WHAT YOU ARE ASKED TO DO> Print each line exactly, beginning with the one where "in glass in the photo above." appears and ending at the last line below.

(DATA)

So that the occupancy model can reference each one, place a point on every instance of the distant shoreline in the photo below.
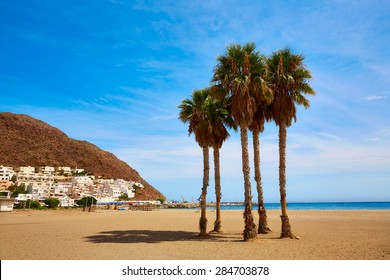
(173, 235)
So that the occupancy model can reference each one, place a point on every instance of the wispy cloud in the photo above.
(375, 97)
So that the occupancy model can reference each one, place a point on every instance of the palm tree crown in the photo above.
(288, 79)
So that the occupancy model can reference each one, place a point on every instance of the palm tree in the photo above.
(236, 74)
(194, 111)
(220, 119)
(257, 127)
(264, 97)
(289, 82)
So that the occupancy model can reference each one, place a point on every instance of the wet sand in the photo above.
(172, 235)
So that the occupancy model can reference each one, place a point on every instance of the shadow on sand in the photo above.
(151, 236)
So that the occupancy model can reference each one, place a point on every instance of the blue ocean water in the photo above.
(319, 206)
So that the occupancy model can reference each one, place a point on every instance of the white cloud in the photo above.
(375, 97)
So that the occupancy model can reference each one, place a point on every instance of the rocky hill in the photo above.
(27, 141)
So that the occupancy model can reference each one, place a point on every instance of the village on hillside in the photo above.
(64, 183)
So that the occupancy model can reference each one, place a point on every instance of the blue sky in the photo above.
(114, 72)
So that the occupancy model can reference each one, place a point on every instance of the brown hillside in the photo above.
(27, 141)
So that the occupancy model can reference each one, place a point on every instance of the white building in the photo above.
(34, 179)
(83, 181)
(125, 187)
(26, 169)
(6, 173)
(65, 170)
(38, 192)
(49, 170)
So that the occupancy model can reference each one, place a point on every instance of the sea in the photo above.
(316, 206)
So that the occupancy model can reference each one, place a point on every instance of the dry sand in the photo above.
(172, 234)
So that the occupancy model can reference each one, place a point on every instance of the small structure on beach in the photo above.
(6, 202)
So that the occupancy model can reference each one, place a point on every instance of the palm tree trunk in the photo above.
(206, 171)
(250, 227)
(286, 228)
(263, 223)
(217, 179)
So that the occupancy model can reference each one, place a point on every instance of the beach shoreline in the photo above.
(171, 234)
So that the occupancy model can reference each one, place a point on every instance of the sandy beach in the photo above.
(172, 234)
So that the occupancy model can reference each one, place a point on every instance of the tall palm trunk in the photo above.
(263, 223)
(286, 228)
(250, 227)
(217, 178)
(206, 174)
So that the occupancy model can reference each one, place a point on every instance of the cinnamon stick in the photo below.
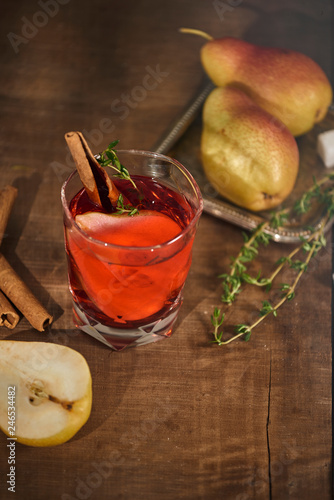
(7, 198)
(8, 316)
(20, 295)
(99, 187)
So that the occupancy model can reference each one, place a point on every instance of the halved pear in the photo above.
(52, 392)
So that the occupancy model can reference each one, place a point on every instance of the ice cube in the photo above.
(325, 147)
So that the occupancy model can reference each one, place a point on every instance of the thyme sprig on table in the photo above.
(109, 158)
(238, 275)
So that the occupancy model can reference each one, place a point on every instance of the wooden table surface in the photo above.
(182, 418)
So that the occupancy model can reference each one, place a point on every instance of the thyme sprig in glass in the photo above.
(309, 247)
(109, 158)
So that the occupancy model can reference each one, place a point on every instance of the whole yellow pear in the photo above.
(287, 84)
(249, 156)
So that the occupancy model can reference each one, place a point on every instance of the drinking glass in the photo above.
(128, 294)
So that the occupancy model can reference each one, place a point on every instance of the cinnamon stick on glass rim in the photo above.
(8, 316)
(21, 296)
(98, 185)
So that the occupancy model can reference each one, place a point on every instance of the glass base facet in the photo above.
(117, 338)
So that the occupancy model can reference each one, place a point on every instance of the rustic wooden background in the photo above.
(183, 418)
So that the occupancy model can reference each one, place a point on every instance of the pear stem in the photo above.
(196, 32)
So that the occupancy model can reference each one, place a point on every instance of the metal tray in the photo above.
(182, 142)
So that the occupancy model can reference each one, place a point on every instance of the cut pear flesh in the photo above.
(52, 391)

(End DATA)

COMPLETED EXERCISE>
So that the occupancy model can reference each one, place a point on every instance of the thyme sprig in glass in the photo above.
(309, 247)
(109, 158)
So that the occupancy model can reference each one, place a point on every instance of the whole yellow pear in the photo above.
(287, 84)
(249, 156)
So that the occupancy model can reference each one, place a point on every instance of the drinking glass in the photo above.
(128, 294)
So that the occupancy model can reference each one, place a point on every instance of the cinnamon stick on glass rim in the photo above.
(8, 316)
(21, 296)
(98, 185)
So that the occupancy model can reference each one, place a point on every instance of the glass base facet in the photo above.
(117, 338)
So that the occupancy model can reference each one, place a point on every instance of the rustic wooden background in the photo above.
(183, 418)
So that the occupancy model can reference each one, place a point on every instance of the pear stem in the photo above.
(196, 32)
So that the occupancy model can reference each one, place a point on every instance of the metal tray in the photo above.
(182, 142)
So that the occupancy model can reference each one, place a point on every instance of the cut pear flesh in the photo above.
(52, 391)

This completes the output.